- **Directive**
Copy the items below word for word, beginning at the line that contains "Please identify the green" and stopping after the line that contains "Please identify the asphalt".

- **Dataset records**

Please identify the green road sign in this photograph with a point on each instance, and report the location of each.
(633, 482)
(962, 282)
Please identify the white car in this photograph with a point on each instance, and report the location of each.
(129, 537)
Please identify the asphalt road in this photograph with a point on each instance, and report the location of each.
...
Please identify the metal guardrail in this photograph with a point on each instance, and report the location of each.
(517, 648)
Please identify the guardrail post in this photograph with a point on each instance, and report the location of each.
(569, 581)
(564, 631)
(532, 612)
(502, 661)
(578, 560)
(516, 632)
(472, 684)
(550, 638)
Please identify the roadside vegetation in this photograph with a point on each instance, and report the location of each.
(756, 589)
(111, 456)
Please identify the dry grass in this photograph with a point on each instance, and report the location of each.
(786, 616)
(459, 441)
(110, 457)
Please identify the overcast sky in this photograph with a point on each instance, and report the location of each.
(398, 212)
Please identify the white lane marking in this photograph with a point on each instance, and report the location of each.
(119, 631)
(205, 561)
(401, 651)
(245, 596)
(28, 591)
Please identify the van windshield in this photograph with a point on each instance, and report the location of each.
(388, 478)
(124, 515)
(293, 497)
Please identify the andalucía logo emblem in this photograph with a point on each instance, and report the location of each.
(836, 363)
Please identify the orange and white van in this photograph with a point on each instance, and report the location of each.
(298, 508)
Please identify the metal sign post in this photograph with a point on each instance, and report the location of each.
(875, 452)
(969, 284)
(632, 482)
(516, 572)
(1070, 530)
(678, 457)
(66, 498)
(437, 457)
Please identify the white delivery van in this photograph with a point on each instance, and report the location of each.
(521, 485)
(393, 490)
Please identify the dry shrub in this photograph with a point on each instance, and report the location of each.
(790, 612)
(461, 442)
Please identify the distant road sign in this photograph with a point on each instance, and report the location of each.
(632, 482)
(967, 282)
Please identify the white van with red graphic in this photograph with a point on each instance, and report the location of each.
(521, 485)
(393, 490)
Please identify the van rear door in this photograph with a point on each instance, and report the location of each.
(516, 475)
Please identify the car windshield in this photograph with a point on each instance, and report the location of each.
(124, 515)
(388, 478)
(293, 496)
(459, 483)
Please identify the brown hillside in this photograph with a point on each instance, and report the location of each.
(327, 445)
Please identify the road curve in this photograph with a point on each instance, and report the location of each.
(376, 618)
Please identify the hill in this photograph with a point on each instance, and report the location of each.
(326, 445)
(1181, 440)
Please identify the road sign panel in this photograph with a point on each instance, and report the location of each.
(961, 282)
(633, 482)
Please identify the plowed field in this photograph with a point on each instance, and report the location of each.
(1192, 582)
...
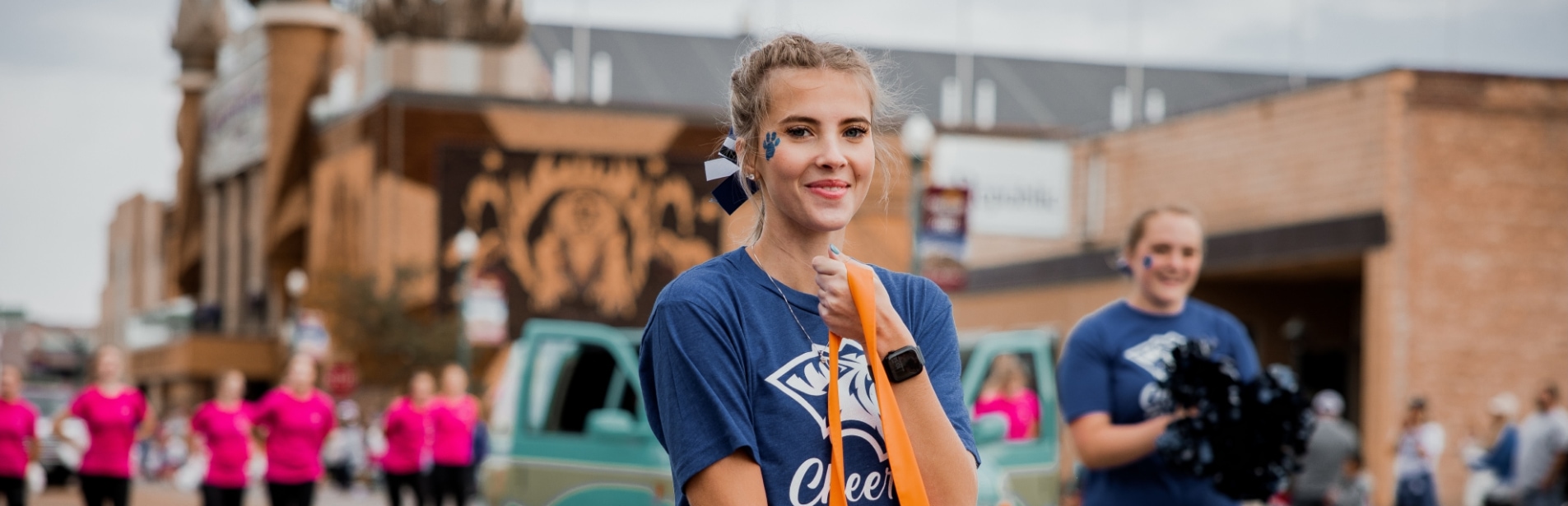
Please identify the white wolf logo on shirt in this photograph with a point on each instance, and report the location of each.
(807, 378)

- **Answer to the problem**
Please identify the green road sign in this photograph with a point on each instance, and report the location of each.
(633, 482)
(962, 282)
Please identify the white car in this photograph with a point on each instance, and report the location of each.
(129, 537)
Please identify the asphalt road in this photograph with a point on each instance, and report the location of each.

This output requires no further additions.